*WHAT IS ASKED*: Extract all of the entries and set them down verbatim.

-=-=-

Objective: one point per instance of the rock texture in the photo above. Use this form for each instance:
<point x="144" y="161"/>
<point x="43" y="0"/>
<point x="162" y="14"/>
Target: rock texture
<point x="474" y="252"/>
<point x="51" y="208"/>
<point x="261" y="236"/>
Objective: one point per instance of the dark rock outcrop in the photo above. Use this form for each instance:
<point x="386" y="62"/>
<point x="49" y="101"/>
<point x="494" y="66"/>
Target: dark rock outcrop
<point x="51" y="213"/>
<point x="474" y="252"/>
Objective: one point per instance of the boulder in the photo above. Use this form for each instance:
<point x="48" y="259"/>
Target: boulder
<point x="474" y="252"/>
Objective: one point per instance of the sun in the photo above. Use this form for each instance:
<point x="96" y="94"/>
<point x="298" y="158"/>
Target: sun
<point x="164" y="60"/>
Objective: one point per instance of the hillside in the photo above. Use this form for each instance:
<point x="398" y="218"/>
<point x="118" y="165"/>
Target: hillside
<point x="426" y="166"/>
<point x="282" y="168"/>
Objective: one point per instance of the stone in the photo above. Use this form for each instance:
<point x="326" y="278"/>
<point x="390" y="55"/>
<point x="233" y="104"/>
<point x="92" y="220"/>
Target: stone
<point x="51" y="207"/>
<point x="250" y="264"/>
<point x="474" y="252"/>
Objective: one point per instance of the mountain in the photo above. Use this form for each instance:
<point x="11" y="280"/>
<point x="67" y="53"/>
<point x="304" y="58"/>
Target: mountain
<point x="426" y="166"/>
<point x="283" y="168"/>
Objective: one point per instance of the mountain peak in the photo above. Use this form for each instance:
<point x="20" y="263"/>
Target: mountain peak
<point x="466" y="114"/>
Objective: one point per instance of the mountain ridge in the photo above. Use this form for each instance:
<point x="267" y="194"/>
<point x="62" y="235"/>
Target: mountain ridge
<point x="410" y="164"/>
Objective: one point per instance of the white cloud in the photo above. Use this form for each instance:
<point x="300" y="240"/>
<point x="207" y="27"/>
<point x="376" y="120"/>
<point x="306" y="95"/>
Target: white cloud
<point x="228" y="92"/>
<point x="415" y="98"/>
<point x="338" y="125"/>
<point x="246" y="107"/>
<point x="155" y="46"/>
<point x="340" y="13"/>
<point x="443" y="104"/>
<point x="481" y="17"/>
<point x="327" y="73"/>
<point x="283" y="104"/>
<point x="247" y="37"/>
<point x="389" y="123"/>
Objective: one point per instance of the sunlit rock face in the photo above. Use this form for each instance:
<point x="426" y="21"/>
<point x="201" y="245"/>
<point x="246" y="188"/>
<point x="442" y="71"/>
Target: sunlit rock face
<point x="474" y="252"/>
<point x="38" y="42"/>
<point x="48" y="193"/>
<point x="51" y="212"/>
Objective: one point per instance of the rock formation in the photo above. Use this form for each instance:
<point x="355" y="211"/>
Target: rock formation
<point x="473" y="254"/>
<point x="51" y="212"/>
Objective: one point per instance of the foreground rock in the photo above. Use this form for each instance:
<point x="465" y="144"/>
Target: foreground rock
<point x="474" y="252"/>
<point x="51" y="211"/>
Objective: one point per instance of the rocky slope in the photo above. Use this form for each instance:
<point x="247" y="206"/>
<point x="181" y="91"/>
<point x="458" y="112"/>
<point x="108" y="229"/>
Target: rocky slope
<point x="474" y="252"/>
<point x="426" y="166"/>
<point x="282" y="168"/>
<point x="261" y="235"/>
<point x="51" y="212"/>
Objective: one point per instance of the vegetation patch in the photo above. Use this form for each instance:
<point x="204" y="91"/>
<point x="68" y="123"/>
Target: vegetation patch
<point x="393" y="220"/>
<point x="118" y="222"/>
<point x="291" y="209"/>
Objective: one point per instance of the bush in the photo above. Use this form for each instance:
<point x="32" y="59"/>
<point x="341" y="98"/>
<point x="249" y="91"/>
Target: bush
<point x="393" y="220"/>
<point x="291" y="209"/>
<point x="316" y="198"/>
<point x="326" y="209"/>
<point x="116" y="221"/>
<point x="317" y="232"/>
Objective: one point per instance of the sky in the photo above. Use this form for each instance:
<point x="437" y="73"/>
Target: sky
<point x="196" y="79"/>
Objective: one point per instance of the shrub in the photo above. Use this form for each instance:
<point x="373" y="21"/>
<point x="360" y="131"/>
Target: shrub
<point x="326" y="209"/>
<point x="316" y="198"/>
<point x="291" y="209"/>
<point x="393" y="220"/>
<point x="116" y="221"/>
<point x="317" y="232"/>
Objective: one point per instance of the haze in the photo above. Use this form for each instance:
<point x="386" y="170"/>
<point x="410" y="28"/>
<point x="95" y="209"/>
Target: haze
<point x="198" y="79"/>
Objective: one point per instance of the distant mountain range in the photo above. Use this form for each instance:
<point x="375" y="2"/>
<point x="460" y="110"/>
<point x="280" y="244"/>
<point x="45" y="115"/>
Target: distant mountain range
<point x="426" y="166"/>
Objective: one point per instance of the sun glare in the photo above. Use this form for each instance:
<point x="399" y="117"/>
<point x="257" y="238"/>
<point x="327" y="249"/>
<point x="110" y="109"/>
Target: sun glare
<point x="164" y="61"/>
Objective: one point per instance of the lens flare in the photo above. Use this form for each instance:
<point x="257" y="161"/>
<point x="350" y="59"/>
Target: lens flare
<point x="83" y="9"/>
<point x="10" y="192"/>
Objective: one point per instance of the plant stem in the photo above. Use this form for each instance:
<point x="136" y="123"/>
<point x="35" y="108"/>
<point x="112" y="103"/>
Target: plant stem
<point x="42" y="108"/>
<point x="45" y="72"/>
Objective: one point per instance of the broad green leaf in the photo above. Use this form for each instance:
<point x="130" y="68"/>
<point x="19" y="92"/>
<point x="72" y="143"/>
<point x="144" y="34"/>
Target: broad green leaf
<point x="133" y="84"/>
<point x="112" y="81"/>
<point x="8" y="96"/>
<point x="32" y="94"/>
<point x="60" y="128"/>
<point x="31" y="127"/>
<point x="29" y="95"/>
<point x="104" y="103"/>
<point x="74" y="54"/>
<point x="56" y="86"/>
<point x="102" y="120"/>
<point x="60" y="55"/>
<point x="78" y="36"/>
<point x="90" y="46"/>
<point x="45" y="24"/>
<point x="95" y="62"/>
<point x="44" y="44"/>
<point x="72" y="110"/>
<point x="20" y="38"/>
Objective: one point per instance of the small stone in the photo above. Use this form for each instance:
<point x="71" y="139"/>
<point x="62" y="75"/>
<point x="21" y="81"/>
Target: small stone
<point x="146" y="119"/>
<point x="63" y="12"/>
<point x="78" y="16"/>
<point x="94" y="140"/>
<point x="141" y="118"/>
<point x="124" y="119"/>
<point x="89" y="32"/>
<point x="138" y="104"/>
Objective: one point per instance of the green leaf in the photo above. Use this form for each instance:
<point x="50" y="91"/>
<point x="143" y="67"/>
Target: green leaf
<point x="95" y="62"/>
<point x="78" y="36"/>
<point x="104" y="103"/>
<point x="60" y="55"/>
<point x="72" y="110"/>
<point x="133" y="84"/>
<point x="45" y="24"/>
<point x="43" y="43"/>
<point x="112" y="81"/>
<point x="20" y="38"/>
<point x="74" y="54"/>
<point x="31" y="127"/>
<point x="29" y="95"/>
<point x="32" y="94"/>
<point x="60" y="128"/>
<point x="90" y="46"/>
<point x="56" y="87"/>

-=-=-

*WRITTEN SOLUTION*:
Objective: one point per instance of the rock texture in the photo above. Use this form for each instance:
<point x="144" y="161"/>
<point x="43" y="0"/>
<point x="162" y="14"/>
Target: rock texture
<point x="474" y="252"/>
<point x="51" y="208"/>
<point x="261" y="236"/>
Objective: one point per instance of the dark rock outcrop in the photo above. Use this form for each instance:
<point x="386" y="62"/>
<point x="49" y="101"/>
<point x="494" y="66"/>
Target: dark rock outcrop
<point x="51" y="213"/>
<point x="474" y="252"/>
Objective: one point per instance of the boulder in the photo above. Use this form for each instance:
<point x="48" y="259"/>
Target: boulder
<point x="474" y="252"/>
Objective: one point per instance of the sun in the photo above. Use this form for each instance:
<point x="96" y="94"/>
<point x="298" y="158"/>
Target: sun
<point x="164" y="60"/>
Objective: one point per instance of the hillside in the photo above. Use this form for each instance:
<point x="398" y="218"/>
<point x="118" y="165"/>
Target: hillside
<point x="426" y="166"/>
<point x="282" y="168"/>
Objective: one point per instance of the stone in the photo above. Use this form for each instance:
<point x="326" y="278"/>
<point x="390" y="55"/>
<point x="233" y="104"/>
<point x="92" y="220"/>
Target: stone
<point x="51" y="207"/>
<point x="250" y="264"/>
<point x="474" y="252"/>
Objective: one point per instance of the mountain in the photo above. Use this form for each instance:
<point x="11" y="280"/>
<point x="67" y="53"/>
<point x="304" y="58"/>
Target: mountain
<point x="426" y="166"/>
<point x="283" y="168"/>
Objective: one point per instance of the mountain peak in the photo above. Use this form for each instance:
<point x="20" y="263"/>
Target: mountain peak
<point x="466" y="114"/>
Objective: one point per instance of the mountain ridge in the photo above. Use this form for each instance:
<point x="267" y="194"/>
<point x="62" y="235"/>
Target: mountain ridge
<point x="410" y="164"/>
Objective: one point per instance of the white cloud in the photo above. Use this form for each instance:
<point x="300" y="240"/>
<point x="207" y="27"/>
<point x="376" y="120"/>
<point x="306" y="95"/>
Target: white cloud
<point x="228" y="92"/>
<point x="415" y="98"/>
<point x="338" y="125"/>
<point x="246" y="107"/>
<point x="155" y="46"/>
<point x="340" y="13"/>
<point x="443" y="104"/>
<point x="481" y="17"/>
<point x="327" y="73"/>
<point x="283" y="104"/>
<point x="247" y="37"/>
<point x="389" y="123"/>
Objective: one point per instance of the sunlit rock face in the photo above. Use this form for each instance:
<point x="426" y="21"/>
<point x="201" y="245"/>
<point x="246" y="188"/>
<point x="442" y="71"/>
Target: sunlit rock face
<point x="474" y="252"/>
<point x="38" y="42"/>
<point x="48" y="193"/>
<point x="51" y="212"/>
Objective: one point per instance of the rock formation in the photo above. Use this form for each instance:
<point x="355" y="211"/>
Target: rock formation
<point x="473" y="254"/>
<point x="51" y="212"/>
Objective: one point per instance of the foreground rock in the photo above. Use this form for each instance:
<point x="465" y="144"/>
Target: foreground rock
<point x="474" y="252"/>
<point x="51" y="211"/>
Objective: one point per instance of the rocky slope in the photo above. Use this form for each instance:
<point x="247" y="206"/>
<point x="181" y="91"/>
<point x="458" y="112"/>
<point x="108" y="229"/>
Target: rocky slope
<point x="474" y="252"/>
<point x="426" y="166"/>
<point x="282" y="168"/>
<point x="261" y="235"/>
<point x="51" y="212"/>
Objective: one point per instance of the vegetation patch in the photo above. Use this form for each instance:
<point x="204" y="91"/>
<point x="68" y="123"/>
Target: vegetation patch
<point x="393" y="220"/>
<point x="118" y="222"/>
<point x="291" y="209"/>
Objective: one point per instance of the bush in the photo above. Use this form for each instance:
<point x="32" y="59"/>
<point x="341" y="98"/>
<point x="249" y="91"/>
Target: bush
<point x="393" y="220"/>
<point x="291" y="209"/>
<point x="316" y="198"/>
<point x="326" y="209"/>
<point x="116" y="221"/>
<point x="317" y="232"/>
Objective: one point per instance of the sky in the photo above. Use this form for each instance:
<point x="437" y="73"/>
Target: sky
<point x="196" y="79"/>
Objective: one point per instance of the shrub in the photo above. Use this form for each instance:
<point x="373" y="21"/>
<point x="360" y="131"/>
Target: shrub
<point x="326" y="209"/>
<point x="316" y="198"/>
<point x="291" y="209"/>
<point x="393" y="220"/>
<point x="116" y="221"/>
<point x="317" y="232"/>
Objective: one point per instance of the haze in the photo above. Use this form for each instance:
<point x="386" y="170"/>
<point x="410" y="28"/>
<point x="95" y="209"/>
Target: haze
<point x="198" y="79"/>
Objective: one point per instance of the distant mountain range in the photo above. Use this form for each instance:
<point x="375" y="2"/>
<point x="460" y="110"/>
<point x="280" y="244"/>
<point x="45" y="115"/>
Target: distant mountain range
<point x="426" y="166"/>
Objective: one point per instance of the sun glare in the photo above. Use this form for each instance:
<point x="399" y="117"/>
<point x="257" y="238"/>
<point x="327" y="249"/>
<point x="110" y="109"/>
Target: sun glare
<point x="164" y="61"/>
Objective: one point per instance of the lens flare in the photo above. Use this form for each instance:
<point x="257" y="161"/>
<point x="350" y="59"/>
Target: lens flare
<point x="83" y="9"/>
<point x="10" y="192"/>
Objective: one point per instance of the plant stem in the photo above. Use this form for each instance:
<point x="136" y="123"/>
<point x="35" y="108"/>
<point x="112" y="103"/>
Target: plant stem
<point x="42" y="108"/>
<point x="45" y="72"/>
Objective: one point per instance of the broad green leaf in the photo above. Use this form for each instance:
<point x="130" y="68"/>
<point x="19" y="92"/>
<point x="72" y="143"/>
<point x="144" y="34"/>
Target: broad green leaf
<point x="133" y="84"/>
<point x="112" y="81"/>
<point x="8" y="96"/>
<point x="32" y="94"/>
<point x="60" y="128"/>
<point x="31" y="127"/>
<point x="29" y="95"/>
<point x="104" y="103"/>
<point x="74" y="54"/>
<point x="56" y="86"/>
<point x="102" y="120"/>
<point x="60" y="55"/>
<point x="78" y="36"/>
<point x="90" y="46"/>
<point x="45" y="24"/>
<point x="95" y="62"/>
<point x="44" y="44"/>
<point x="72" y="110"/>
<point x="20" y="38"/>
Objective: one point per instance of the small stone in the photo above. Use this form for each instance:
<point x="71" y="139"/>
<point x="62" y="75"/>
<point x="21" y="81"/>
Target: small stone
<point x="146" y="119"/>
<point x="63" y="12"/>
<point x="78" y="16"/>
<point x="94" y="140"/>
<point x="141" y="118"/>
<point x="124" y="119"/>
<point x="89" y="32"/>
<point x="138" y="104"/>
Objective: one point per instance of the green leaf in the photo above. Use this form for each instance:
<point x="50" y="91"/>
<point x="143" y="67"/>
Target: green leaf
<point x="95" y="62"/>
<point x="78" y="36"/>
<point x="104" y="103"/>
<point x="60" y="55"/>
<point x="72" y="110"/>
<point x="133" y="84"/>
<point x="45" y="24"/>
<point x="43" y="43"/>
<point x="112" y="81"/>
<point x="20" y="38"/>
<point x="74" y="54"/>
<point x="31" y="127"/>
<point x="29" y="95"/>
<point x="32" y="94"/>
<point x="60" y="128"/>
<point x="90" y="46"/>
<point x="56" y="87"/>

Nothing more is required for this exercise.